(Dataset excerpt)
[start]
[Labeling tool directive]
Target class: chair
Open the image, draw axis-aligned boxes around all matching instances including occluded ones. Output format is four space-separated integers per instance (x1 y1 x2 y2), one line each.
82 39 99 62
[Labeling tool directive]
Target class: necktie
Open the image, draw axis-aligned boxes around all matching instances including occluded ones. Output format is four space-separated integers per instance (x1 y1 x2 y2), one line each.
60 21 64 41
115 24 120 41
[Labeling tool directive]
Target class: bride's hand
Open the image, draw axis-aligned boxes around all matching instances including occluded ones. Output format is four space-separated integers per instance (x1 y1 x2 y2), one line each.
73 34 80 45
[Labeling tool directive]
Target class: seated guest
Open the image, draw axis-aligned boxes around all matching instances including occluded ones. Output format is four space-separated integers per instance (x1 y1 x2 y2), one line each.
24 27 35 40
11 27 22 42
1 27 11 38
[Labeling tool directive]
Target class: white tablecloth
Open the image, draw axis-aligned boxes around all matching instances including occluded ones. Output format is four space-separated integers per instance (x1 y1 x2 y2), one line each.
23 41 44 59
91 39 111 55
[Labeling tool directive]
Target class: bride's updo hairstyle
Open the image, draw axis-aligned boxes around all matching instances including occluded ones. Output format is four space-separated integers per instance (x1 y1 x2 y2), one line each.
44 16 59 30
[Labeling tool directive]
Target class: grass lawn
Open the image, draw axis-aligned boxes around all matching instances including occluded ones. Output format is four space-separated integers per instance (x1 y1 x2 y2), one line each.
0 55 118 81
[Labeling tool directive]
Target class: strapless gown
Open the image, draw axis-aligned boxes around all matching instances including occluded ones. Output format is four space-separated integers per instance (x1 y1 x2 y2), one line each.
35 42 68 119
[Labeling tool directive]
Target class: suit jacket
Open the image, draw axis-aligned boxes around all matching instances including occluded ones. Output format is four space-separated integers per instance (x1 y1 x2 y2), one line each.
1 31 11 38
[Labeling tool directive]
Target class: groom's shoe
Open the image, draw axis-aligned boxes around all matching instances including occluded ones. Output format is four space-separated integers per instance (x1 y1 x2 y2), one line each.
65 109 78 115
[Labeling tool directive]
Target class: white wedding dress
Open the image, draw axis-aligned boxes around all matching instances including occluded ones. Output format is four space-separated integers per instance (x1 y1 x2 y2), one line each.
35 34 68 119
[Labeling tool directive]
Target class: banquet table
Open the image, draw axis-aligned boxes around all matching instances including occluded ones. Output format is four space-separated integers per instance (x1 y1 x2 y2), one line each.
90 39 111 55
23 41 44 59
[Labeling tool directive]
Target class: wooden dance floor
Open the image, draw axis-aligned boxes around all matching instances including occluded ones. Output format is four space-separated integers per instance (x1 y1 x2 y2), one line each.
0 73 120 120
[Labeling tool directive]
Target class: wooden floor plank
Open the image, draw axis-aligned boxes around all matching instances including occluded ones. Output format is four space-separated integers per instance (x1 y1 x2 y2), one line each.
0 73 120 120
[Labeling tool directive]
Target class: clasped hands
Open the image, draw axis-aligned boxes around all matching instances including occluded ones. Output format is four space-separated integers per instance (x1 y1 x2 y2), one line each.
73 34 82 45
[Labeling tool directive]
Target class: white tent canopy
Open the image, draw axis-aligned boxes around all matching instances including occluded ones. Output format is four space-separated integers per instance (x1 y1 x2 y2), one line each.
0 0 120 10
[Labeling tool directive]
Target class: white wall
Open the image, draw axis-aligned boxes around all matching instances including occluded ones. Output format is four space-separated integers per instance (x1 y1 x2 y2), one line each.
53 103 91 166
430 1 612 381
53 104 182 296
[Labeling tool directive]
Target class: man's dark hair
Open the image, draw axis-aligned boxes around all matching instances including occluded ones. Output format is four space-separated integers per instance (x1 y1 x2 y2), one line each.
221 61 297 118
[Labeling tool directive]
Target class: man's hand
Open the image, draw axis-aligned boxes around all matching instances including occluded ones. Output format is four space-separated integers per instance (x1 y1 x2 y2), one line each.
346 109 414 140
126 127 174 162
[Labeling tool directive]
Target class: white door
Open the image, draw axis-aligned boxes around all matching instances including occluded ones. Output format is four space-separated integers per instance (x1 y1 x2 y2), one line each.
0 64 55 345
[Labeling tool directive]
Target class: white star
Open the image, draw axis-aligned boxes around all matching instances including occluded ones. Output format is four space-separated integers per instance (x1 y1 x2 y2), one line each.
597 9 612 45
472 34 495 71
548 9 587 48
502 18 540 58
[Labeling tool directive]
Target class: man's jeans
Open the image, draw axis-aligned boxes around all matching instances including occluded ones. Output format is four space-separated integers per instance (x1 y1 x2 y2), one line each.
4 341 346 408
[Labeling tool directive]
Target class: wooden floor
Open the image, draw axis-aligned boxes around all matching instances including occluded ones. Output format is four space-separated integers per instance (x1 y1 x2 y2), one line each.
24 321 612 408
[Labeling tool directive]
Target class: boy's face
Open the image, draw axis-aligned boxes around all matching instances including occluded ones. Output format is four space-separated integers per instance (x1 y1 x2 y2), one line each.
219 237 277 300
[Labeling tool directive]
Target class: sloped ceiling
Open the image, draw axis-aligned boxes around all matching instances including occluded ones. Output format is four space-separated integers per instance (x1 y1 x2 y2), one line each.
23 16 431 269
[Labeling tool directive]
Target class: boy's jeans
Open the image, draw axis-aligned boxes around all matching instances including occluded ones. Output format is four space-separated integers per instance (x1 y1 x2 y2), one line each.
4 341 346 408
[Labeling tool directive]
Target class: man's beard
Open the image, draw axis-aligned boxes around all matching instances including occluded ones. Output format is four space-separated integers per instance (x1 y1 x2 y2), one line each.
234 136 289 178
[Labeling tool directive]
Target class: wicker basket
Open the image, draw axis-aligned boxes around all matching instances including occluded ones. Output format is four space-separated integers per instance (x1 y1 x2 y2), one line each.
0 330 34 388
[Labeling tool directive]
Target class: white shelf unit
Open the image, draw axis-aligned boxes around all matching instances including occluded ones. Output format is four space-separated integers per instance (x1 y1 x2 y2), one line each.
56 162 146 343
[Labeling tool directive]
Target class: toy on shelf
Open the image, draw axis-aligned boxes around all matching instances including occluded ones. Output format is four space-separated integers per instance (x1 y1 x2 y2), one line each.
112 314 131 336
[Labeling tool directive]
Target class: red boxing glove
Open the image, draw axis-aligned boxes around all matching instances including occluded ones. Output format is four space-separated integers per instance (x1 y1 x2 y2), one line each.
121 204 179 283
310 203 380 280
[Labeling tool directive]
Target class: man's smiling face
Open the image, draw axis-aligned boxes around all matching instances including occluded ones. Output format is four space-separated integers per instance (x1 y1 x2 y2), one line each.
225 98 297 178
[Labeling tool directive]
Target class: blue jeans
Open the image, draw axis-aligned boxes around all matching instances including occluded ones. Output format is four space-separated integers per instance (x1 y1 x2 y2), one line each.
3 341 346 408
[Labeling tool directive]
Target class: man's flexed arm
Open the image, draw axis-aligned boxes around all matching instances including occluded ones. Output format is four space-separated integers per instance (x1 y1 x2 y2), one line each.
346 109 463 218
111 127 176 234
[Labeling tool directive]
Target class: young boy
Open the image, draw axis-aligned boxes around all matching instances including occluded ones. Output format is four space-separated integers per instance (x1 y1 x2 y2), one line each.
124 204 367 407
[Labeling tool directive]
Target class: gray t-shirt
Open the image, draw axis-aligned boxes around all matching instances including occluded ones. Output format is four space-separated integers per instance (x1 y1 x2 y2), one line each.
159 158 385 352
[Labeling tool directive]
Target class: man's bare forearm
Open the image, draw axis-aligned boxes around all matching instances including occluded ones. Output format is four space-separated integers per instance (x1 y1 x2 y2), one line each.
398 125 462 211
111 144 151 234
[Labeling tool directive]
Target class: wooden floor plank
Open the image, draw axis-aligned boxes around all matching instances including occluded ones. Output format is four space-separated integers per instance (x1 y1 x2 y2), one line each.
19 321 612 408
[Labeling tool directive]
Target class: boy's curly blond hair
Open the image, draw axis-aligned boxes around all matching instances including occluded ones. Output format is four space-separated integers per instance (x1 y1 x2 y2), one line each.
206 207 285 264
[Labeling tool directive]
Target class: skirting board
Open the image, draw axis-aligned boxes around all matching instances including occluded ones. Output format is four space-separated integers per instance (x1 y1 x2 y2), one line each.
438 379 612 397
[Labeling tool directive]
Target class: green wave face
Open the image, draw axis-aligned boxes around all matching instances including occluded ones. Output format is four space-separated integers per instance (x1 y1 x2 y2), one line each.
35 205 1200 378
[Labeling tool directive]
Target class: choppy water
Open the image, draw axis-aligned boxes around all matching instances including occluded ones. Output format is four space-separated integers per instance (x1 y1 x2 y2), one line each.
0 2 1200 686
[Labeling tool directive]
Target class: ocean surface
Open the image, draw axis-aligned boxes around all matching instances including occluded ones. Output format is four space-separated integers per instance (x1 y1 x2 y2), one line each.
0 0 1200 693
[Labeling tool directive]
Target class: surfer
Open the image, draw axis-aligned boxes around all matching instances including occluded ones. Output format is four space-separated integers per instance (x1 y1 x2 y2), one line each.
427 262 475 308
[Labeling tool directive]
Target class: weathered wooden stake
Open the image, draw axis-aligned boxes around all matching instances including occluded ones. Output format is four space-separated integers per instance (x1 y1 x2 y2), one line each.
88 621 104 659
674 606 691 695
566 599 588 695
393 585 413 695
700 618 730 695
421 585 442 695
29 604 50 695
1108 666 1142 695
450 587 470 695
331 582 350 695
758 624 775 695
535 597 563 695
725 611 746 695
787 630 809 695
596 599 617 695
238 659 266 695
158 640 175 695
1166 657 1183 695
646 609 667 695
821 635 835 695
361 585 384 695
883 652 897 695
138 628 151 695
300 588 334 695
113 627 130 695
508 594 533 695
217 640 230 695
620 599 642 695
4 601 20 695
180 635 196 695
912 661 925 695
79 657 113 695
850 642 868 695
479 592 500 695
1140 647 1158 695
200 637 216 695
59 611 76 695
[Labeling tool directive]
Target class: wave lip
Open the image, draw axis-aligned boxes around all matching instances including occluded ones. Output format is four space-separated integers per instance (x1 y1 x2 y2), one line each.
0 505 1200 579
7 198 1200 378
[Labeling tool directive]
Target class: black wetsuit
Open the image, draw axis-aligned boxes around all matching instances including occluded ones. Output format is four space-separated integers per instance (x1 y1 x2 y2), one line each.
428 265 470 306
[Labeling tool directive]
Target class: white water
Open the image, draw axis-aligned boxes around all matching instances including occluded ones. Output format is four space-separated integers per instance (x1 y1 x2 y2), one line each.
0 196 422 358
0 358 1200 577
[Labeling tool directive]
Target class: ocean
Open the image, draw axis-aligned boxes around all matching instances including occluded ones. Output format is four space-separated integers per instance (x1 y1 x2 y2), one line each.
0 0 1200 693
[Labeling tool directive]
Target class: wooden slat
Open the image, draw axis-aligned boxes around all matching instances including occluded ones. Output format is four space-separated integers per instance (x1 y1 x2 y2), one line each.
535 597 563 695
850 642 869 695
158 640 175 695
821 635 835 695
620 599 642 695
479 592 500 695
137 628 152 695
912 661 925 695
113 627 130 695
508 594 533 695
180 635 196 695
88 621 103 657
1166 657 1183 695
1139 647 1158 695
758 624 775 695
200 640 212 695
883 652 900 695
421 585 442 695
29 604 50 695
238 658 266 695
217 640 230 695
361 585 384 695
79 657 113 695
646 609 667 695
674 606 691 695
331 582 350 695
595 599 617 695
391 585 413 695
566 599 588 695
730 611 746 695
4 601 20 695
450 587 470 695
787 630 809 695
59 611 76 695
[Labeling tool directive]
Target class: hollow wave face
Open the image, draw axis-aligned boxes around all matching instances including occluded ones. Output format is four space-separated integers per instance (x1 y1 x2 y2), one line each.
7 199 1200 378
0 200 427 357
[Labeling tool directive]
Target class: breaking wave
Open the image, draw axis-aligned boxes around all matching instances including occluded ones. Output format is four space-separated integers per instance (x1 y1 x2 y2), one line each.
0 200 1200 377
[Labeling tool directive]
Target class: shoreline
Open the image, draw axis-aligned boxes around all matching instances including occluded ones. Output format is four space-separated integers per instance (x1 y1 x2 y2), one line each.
[end]
_STATED EXERCISE_
List every line of the listing above that contains the string "ocean".

_EXERCISE OUTPUT_
Target class: ocean surface
Target class: ocean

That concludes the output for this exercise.